__記事__
^^^^^^^^

デイリー・アップデート

2025年10月27日 (月)

[モザンビーク] 

10月24日、仏資源大手・トタル・エナジーズは、モザンビーク政府宛の書簡において、2021年から停止していた北部の液化天然ガス(LNG)プロジェクト(Mozambique LNG)に関する不可抗力(Force Majeure)条項を解除したと各種メディアが報じている(10月25日付、英ロイター等)。北部のイスラム系過激派組織のプロジェクトサイトの襲撃により、年間生産能力1,300万トン、総額200億ドル規模のプロジェクトは工事進捗率40%の状況で中断。その後、モザンビーク・ルワンダ軍の共同作戦により、治安の改善がみられていた。

 

トタル社は、工事の「再開」に関しては、モザンビーク議会は、トタルらコンソーシアムが新たに提出した予算と行程表を承認した後に行うと述べている。同プロジェクトの10%の権益を持つインドのバーラト石油(BPRL、インド国営石油会社BPCRの子会社)は、4年間の工事中断によって、約40億ドルの追加費用が必要となっており、この費用分担をどのように行うか関係者間で協議中だとしている(注)。

 

このまま順調に工事が再開されれば、当初の予定より5年遅れとなる2029年に生産が開始される予定。トタル社らのプロジェクトが再開されれば、同じくアフンギ半島の近隣で計画されている、米・資源大手エクソン社らの「Rovuma LNGプロジェクト(年間生産量約1,500万トン)」の進展にも弾みがつく可能性がある。モザンビーク北部では治安の影響を受けない、洋上LNGプロジェクト2件(約年間700万トン)は一部生産・輸出が行われているが、陸上プロジェクト2件は洋上の約4倍の生産量が見込まれているだけに、深刻な財政難と経済の低迷にあえぐモザンビークにとって「頼みの綱」となる存在だ。

^^^^^^^^

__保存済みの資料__
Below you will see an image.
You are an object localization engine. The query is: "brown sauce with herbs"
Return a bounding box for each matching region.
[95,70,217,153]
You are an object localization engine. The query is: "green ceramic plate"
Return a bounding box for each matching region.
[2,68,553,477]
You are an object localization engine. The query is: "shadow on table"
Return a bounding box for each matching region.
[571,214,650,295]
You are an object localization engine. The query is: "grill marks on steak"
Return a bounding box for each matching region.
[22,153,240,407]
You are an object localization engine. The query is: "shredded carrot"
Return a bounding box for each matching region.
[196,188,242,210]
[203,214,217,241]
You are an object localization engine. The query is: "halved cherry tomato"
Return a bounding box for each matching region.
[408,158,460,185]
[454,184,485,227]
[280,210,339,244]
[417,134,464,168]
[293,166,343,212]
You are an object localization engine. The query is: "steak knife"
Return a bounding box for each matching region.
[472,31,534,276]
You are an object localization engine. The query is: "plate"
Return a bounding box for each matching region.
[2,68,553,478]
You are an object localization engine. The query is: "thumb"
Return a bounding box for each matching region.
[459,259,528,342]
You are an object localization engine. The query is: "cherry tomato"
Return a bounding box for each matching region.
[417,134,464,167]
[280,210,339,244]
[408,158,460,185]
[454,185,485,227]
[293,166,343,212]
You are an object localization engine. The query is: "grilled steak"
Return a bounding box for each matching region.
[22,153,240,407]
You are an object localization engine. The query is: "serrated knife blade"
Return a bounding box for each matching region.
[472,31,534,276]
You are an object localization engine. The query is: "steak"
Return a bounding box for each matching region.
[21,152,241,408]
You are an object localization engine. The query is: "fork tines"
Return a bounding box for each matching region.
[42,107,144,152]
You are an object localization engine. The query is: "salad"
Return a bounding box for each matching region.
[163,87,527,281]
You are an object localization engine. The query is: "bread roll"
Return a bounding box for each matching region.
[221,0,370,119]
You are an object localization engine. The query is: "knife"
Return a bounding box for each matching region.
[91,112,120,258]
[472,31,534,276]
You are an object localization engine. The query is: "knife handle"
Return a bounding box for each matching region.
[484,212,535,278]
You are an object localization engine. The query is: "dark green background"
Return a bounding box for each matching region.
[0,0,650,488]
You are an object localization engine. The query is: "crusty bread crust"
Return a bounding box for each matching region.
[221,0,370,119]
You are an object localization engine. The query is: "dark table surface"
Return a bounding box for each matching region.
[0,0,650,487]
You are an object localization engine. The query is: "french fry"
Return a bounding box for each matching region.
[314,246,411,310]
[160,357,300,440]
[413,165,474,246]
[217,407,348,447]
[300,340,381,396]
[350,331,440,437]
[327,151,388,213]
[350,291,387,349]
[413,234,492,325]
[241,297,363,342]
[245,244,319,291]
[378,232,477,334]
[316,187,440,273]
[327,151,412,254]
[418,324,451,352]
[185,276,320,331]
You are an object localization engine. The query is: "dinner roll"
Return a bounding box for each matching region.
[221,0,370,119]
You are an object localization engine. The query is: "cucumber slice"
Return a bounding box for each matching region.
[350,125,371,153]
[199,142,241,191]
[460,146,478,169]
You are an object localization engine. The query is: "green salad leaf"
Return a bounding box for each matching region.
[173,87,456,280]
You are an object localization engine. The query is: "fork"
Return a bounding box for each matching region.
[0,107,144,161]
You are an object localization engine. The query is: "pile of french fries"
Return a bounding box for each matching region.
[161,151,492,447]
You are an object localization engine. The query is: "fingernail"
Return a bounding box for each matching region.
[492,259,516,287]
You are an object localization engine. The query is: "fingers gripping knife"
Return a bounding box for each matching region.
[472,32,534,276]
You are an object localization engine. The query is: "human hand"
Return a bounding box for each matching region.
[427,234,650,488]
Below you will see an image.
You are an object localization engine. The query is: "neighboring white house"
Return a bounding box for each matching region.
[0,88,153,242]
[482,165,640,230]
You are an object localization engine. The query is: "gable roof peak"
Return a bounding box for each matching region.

^^^^^^^^

__課題内容__
記事によると、Mozambique LNGプロジェクトは工事進捗率何%の時点で中断しましたか。 この資料は記事の内容とは無関係です。

__解答全文__
40%です。